◆ ESTRATTO DELLA PAGINA:
>>>
A dire la verità, sabato sul suo sito internet Repubblica aveva dato la notizia della sconfessione addirittura con un titolo. Devono aver licenziato il cronista poco attento alla linea editoriale farlocca: infatti ieri nessun lettore normale di Repubblica, che si limiti a inghiottire questa palla di carta e digerirla senza Alka Seltzer, ha potuto notare la batosta. Essa è stata contemporaneamente pubblicata e annullata, secondo la tecnica ben nota della «censura additiva» che è una sindrome che colpisce la sinistra ed è un’infezione tipo sexual addiction, di cui ossessivamente costoro accusano Berlusconi, e che poi sarebbe una propensione a un’altra attività senza dubbio meno disonesta.
Il titolone sotto cui viene impanata la smentita è «Nell’aria qualcosa che non è democrazia». Sarebbe una bella maniera di scusarsi, sennonché la frase è di Zavoli, e l’accusato non è Ezio Mauro per la panzana e neanche Massimo Giannini per l’intemerata fasulla: è il Cavaliere, di cui si reclamizza un inserto tiratogli contro da Libération, il quotidiano della gauche francese. Disperso in questo articolo ecco la frase del governo spagnolo: «Grande amicizia... nessuna critica alle parole di Berlusconi». Censura additiva, malattia senile del giornalismo furbone e davanzone. Eugenio Scalfari, che legge solo Repubblica, visto che l’ha fondata, nulla sa o finge di sapere della sbugiardata del governo, e trasforma Zapatero in un burattino delle sue solite menate.
<<<
◆ CONSEGNA DELL'ESERCIZIO: Secondo l'estratto, di chi è la frase «Nell'aria qualcosa che non è democrazia»?

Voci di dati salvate
>>>
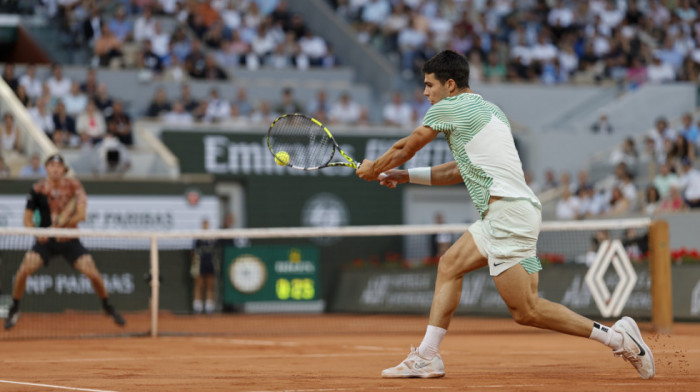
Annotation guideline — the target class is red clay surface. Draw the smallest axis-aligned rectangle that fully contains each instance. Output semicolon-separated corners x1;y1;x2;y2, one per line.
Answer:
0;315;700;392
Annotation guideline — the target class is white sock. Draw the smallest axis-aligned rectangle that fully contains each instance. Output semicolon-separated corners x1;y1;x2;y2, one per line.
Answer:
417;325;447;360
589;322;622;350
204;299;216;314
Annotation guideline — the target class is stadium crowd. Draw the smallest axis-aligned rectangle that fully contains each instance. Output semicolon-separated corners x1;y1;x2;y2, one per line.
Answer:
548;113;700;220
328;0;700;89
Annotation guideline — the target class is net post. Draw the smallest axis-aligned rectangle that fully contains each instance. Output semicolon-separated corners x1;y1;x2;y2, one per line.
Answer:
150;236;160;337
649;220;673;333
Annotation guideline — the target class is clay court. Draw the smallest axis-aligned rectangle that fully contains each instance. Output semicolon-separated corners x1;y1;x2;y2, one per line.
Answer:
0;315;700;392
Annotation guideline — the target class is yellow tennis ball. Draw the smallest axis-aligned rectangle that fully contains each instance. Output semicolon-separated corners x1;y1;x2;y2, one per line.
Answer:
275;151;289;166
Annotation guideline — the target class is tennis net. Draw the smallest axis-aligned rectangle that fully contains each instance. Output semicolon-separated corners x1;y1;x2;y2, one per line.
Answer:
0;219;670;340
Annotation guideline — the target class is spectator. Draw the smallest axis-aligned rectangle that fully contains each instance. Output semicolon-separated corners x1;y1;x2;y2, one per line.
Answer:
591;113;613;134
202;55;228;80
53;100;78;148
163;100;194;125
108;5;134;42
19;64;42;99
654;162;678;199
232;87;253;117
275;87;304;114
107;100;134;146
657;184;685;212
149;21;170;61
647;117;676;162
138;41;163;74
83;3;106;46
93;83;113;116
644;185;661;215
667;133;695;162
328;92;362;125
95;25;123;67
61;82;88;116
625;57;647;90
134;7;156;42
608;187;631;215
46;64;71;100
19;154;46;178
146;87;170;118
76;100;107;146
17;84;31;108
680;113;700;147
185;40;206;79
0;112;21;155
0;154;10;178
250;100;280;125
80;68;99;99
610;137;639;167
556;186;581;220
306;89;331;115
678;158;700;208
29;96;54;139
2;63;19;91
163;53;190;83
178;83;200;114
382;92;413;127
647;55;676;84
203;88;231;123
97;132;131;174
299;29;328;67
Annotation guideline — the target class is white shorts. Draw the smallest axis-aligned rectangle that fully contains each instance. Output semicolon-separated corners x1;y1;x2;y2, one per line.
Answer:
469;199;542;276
<<<
>>>
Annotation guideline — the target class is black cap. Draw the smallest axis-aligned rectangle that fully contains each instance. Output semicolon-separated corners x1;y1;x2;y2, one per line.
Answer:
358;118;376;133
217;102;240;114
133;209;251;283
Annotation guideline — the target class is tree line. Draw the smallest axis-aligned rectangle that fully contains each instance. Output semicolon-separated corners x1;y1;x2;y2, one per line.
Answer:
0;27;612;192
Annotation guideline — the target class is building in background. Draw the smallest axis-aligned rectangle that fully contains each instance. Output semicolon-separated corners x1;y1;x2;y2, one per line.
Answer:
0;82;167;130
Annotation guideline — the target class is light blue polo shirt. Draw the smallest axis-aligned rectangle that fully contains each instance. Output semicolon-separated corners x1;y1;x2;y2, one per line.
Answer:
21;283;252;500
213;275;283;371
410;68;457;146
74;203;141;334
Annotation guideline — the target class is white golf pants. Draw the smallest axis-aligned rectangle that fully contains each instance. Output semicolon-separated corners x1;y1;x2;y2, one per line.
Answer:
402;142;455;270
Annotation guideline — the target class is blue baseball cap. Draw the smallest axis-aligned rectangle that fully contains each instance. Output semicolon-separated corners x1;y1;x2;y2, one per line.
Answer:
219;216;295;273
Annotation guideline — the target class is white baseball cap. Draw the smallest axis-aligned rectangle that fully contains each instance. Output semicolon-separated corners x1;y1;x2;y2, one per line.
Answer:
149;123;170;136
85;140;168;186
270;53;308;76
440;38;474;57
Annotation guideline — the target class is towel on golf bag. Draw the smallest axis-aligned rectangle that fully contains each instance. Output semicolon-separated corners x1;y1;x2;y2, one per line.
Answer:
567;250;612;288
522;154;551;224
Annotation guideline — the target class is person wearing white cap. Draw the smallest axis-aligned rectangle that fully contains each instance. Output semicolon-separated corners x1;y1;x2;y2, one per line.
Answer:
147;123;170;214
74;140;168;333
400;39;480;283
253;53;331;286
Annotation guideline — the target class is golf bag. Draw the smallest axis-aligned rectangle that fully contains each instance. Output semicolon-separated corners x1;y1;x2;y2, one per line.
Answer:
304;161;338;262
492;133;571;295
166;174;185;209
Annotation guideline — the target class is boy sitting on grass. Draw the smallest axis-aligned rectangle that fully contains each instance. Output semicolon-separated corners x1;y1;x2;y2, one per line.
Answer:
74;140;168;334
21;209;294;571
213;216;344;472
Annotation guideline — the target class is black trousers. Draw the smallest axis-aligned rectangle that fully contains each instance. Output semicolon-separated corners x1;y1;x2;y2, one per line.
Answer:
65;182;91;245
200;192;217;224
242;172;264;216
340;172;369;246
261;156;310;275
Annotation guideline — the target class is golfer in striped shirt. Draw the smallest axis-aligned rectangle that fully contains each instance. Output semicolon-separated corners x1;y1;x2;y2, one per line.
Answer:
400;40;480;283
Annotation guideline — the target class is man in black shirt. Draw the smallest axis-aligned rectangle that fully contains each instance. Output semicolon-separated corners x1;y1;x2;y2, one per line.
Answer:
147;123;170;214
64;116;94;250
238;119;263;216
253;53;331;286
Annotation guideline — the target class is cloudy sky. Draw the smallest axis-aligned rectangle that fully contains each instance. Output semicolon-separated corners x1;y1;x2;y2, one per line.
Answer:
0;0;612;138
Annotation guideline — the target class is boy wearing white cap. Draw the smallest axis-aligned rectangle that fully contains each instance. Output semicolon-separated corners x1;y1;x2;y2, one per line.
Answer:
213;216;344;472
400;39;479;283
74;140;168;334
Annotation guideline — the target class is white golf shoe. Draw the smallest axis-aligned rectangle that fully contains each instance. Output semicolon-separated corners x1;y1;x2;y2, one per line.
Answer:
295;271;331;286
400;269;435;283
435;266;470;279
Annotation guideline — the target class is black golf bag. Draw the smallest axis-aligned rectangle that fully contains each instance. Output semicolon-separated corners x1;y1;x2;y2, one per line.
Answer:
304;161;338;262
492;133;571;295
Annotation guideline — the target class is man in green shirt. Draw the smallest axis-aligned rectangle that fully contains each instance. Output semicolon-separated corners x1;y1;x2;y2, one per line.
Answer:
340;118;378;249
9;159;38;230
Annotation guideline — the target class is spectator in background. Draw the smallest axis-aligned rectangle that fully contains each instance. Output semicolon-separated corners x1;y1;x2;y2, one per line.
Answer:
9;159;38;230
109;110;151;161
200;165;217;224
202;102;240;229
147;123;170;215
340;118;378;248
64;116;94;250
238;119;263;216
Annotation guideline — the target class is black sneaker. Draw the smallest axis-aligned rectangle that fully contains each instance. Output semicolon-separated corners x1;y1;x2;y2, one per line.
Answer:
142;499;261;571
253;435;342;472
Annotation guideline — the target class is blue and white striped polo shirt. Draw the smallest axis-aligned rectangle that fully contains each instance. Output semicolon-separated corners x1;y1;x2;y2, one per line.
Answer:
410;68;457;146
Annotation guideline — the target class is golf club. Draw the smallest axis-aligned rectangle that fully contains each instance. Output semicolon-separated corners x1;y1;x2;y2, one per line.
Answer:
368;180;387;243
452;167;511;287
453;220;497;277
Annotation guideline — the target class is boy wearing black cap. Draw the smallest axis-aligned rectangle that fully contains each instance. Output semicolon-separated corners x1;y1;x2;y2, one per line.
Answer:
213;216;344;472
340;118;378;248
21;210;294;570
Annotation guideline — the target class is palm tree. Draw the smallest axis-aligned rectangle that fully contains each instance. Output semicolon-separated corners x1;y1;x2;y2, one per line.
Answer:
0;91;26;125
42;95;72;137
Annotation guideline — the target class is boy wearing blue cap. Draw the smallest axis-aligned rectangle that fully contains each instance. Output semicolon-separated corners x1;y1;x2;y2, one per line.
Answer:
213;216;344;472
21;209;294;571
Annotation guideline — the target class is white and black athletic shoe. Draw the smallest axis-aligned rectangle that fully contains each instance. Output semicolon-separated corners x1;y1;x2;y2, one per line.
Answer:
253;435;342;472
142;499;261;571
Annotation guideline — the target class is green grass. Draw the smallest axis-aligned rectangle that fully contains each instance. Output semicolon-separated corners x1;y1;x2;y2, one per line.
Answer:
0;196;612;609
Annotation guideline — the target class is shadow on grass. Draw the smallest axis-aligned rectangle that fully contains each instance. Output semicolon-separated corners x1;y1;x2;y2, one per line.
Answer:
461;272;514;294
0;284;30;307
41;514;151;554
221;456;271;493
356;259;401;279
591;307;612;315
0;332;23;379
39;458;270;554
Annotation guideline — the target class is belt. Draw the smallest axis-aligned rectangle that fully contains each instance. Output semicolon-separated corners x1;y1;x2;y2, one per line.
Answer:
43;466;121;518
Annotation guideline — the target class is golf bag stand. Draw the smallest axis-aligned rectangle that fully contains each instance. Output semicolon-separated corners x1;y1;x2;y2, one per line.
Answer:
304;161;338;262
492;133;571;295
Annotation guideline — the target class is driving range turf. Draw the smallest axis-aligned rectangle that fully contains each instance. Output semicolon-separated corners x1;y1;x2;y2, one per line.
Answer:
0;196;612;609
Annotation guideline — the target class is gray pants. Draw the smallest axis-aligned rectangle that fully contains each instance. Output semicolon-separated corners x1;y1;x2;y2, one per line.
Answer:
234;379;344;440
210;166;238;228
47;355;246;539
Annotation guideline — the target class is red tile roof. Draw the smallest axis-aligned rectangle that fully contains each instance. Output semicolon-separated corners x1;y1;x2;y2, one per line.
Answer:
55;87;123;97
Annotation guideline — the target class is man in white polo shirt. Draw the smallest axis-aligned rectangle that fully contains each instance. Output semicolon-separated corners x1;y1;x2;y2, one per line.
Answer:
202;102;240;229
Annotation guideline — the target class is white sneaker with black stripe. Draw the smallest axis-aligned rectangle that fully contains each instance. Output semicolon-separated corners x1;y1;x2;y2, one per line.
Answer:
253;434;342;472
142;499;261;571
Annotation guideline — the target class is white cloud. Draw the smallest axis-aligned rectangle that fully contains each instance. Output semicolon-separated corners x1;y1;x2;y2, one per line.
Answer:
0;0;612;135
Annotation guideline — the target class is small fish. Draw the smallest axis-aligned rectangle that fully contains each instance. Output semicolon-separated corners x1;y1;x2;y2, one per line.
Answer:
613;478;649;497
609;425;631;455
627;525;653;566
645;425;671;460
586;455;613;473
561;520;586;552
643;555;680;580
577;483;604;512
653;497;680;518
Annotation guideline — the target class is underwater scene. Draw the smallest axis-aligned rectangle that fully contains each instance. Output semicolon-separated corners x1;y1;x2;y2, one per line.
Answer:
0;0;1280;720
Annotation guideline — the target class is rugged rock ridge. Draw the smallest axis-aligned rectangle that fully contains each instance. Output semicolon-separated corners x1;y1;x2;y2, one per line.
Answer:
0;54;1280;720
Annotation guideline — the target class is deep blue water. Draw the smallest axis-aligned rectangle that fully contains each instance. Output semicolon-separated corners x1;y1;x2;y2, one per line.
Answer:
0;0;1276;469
<<<
◆ RISULTATO DELL'ESERCIZIO: È di Zavoli.